> _Prompt 1_:
In the step-by-step explanation below, what unit cost is given for the top and bottom material?
> _Prompt 2_:
Repeat part of the step-by-step explanation below word for word: begin at the words "First, let's build" and stop after "for a cylinder.".

> _Passage given_:
+--

Step-by-step explanation:

For this problem we are going to use principles, concepts and calculations from multivariable calculus; mainly we are going to use the Lagrange multipliers method. This method is thought to help us to find a extreme value of a multivariable function 'F' given a restriction 'G'. F represents the function that we want to optimize and G is just a relation between the variables of which F depends. The Lagrange method for just one restriction is:

$\nabla F=\lambda \nabla G$

First, let's build the function that we want to optimize, that is the cost. The cost is a function that must sum the cost of the sides material and the cost of the top and bottom material. The cost of the sides material is the unitary cost (0.03) multiplied by the sides area, which is $A_s=2\pi rh$ for a cylinder; while the cost of the top and bottom material is the unitary cost (0.05) multiplied by the area of this faces, which is $A_{TyB}=2\pi r^2$ for a cylinder.

+--

> _Listing_:
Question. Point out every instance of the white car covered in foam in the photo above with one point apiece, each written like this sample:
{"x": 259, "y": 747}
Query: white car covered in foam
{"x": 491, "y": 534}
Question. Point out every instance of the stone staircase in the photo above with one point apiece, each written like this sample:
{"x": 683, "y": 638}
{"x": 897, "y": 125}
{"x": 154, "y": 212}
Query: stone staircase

+--

> _Expected answer 1_:
0.05

> _Expected answer 2_:
First, let's build the function that we want to optimize, that is the cost. The cost is a function that must sum the cost of the sides material and the cost of the top and bottom material. The cost of the sides material is the unitary cost (0.03) multiplied by the sides area, which is $A_s=2\pi rh$ for a cylinder; while the cost of the top and bottom material is the unitary cost (0.05) multiplied by the area of this faces, which is $A_{TyB}=2\pi r^2$ for a cylinder.